--- Start Text provided ---

Credit: On a related note, until last week, Wall Street markets had gone full retard too — they were on an almost-constant upward trajectory, with little to no regard for earnings and other basic business and macroeconomic fundamentals. In fact, things were so bad that I was actually beginning to entertain thoughts that perpetual motion machines were real — and that there really was such a thing as a free lunch.
Credit: Then again, I also knew that until recently the markets were only going up because they had been feasting on a daily diet of currency injections that were being pumped into the economy by the Fed. And why was the Fed doing that? Because, as asset manager Sven Henrich noted earlier this month:
If central bankers don’t intervene every single daypic.twitter.com/I0FnNz9K4b
Sven Henrich (@NorthmanTrader) February 19, 2020
Debit: Fast forward to this week; it’s a much different story. Despite the constant liquidity injections by the Fed, the US equity market is now in the midst of its worst start to any year since 2009. In fact, the plunge in global equities has wiped out more than $5 trillion in value — equivalent to Japan’s annual GDP. And that was only through Thursday. Uh oh.

--- End Text provided ---
--- Start Data excerpts ---

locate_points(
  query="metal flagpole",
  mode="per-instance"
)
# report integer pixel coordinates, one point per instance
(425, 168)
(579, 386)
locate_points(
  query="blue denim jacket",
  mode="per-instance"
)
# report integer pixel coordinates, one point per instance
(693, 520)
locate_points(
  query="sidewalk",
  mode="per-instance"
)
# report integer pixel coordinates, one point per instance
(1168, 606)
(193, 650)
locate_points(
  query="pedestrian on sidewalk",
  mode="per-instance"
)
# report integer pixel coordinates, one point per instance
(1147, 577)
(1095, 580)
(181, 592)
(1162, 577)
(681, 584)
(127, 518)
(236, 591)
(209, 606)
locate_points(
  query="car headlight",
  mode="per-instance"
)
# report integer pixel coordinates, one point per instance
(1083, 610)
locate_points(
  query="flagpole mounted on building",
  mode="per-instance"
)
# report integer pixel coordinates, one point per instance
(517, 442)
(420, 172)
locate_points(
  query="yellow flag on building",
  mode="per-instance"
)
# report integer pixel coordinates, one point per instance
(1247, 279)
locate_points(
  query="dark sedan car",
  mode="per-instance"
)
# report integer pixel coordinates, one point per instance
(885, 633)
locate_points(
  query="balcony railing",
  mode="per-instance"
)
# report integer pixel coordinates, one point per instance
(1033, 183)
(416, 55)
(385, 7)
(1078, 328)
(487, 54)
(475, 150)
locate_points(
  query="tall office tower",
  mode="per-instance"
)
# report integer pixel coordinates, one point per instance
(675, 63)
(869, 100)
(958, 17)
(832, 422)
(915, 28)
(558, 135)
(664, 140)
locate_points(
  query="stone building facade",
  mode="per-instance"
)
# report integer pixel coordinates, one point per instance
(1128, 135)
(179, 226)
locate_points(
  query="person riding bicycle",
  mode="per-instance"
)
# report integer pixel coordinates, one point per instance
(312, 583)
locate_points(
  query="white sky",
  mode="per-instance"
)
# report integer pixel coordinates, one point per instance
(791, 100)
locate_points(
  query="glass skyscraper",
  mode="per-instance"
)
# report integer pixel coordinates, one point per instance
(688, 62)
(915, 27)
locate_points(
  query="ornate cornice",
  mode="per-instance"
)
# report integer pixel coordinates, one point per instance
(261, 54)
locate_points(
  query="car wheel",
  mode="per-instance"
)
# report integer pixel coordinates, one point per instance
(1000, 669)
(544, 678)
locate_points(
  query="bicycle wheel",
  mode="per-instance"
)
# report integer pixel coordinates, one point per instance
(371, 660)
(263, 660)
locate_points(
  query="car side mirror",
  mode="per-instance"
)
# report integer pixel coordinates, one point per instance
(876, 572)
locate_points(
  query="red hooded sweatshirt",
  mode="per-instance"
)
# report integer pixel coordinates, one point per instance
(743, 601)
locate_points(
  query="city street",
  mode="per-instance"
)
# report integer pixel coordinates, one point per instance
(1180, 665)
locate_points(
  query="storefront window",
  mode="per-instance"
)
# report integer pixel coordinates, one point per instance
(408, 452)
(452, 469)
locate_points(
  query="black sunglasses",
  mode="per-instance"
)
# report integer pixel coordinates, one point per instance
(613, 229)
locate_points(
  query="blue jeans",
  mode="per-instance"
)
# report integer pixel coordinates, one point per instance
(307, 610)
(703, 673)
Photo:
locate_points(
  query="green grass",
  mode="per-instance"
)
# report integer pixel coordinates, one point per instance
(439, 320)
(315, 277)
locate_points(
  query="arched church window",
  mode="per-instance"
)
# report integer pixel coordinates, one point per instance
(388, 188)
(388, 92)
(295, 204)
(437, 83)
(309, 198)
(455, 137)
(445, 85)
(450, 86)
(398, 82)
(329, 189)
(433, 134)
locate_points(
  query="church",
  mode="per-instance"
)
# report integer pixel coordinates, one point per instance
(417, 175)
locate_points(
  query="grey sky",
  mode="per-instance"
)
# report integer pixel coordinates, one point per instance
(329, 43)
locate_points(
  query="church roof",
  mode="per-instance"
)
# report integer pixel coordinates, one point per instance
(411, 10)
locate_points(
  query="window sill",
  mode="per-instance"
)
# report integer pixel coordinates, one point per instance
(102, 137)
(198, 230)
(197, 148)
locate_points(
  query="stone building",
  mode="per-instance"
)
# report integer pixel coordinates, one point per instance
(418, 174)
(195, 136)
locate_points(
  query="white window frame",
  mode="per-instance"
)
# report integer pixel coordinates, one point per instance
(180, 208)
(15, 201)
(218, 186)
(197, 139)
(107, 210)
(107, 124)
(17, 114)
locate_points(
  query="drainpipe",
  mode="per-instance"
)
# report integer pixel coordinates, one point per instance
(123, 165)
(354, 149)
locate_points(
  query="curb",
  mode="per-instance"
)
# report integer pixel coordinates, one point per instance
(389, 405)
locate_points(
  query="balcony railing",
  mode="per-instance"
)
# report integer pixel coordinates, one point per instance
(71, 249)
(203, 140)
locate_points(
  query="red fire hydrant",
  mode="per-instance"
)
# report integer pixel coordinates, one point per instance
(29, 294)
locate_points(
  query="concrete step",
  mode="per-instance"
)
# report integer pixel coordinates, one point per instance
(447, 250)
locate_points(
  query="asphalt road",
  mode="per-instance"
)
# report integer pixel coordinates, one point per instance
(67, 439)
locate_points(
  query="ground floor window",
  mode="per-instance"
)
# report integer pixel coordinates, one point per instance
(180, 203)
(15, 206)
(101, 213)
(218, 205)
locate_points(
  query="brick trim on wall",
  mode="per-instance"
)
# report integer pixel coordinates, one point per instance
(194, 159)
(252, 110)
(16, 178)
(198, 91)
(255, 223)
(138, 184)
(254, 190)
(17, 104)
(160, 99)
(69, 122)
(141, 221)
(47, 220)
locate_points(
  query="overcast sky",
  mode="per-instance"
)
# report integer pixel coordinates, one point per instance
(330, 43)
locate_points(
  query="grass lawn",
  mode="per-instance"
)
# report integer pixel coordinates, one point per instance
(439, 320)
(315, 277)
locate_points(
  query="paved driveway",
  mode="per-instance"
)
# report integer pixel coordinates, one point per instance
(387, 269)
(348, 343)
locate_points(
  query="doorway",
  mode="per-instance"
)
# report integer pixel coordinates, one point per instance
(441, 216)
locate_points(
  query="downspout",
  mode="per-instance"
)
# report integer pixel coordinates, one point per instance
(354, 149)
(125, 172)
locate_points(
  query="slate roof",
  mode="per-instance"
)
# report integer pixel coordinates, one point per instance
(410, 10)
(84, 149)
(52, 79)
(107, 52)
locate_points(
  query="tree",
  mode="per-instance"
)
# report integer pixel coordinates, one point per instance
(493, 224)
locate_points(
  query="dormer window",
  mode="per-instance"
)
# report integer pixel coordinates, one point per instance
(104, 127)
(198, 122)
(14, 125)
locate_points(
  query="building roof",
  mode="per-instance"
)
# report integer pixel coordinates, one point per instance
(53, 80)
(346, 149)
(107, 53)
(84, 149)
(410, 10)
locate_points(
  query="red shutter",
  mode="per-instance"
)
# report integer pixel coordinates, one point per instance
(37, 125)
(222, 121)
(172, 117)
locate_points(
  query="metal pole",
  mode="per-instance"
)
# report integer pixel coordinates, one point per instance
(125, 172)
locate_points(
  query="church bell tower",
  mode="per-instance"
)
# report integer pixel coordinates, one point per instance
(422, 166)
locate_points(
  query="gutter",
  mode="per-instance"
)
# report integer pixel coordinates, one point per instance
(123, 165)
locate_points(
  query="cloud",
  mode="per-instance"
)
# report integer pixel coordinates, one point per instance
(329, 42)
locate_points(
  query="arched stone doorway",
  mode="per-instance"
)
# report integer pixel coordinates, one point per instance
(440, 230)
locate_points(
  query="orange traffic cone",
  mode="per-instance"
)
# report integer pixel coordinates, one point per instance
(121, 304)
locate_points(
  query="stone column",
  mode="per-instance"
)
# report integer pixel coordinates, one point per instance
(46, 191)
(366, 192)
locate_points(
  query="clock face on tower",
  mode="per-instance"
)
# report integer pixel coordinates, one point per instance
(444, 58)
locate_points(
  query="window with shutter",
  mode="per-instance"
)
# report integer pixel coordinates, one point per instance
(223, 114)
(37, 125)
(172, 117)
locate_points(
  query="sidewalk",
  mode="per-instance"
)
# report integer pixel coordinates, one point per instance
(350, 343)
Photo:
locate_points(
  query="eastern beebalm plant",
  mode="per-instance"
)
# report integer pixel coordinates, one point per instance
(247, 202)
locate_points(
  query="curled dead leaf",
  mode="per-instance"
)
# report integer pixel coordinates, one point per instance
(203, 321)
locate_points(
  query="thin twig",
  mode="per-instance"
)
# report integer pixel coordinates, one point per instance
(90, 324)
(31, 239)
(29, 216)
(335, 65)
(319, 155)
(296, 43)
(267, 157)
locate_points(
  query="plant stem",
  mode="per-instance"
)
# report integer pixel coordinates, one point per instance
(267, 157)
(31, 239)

--- End Data excerpts ---

◆ **Exercise tasks**
A – According to the market commentary, how much value did the plunge in global equities wipe out?
B – List, in order, every label word that opens a paragraph in the market commentary.
C – Update the market commentary from "Credit: On a" to "a free lunch.", changing "free lunch" to "free meal".
Answer using only the market commentary.

◆ **Answers per task**
A – More than $5 trillion, equivalent to Japan's annual GDP.

B – Credit, Credit, Debit

C –
Credit: On a related note, until last week, Wall Street markets had gone full retard too — they were on an almost-constant upward trajectory, with little to no regard for earnings and other basic business and macroeconomic fundamentals. In fact, things were so bad that I was actually beginning to entertain thoughts that perpetual motion machines were real — and that there really was such a thing as a free meal.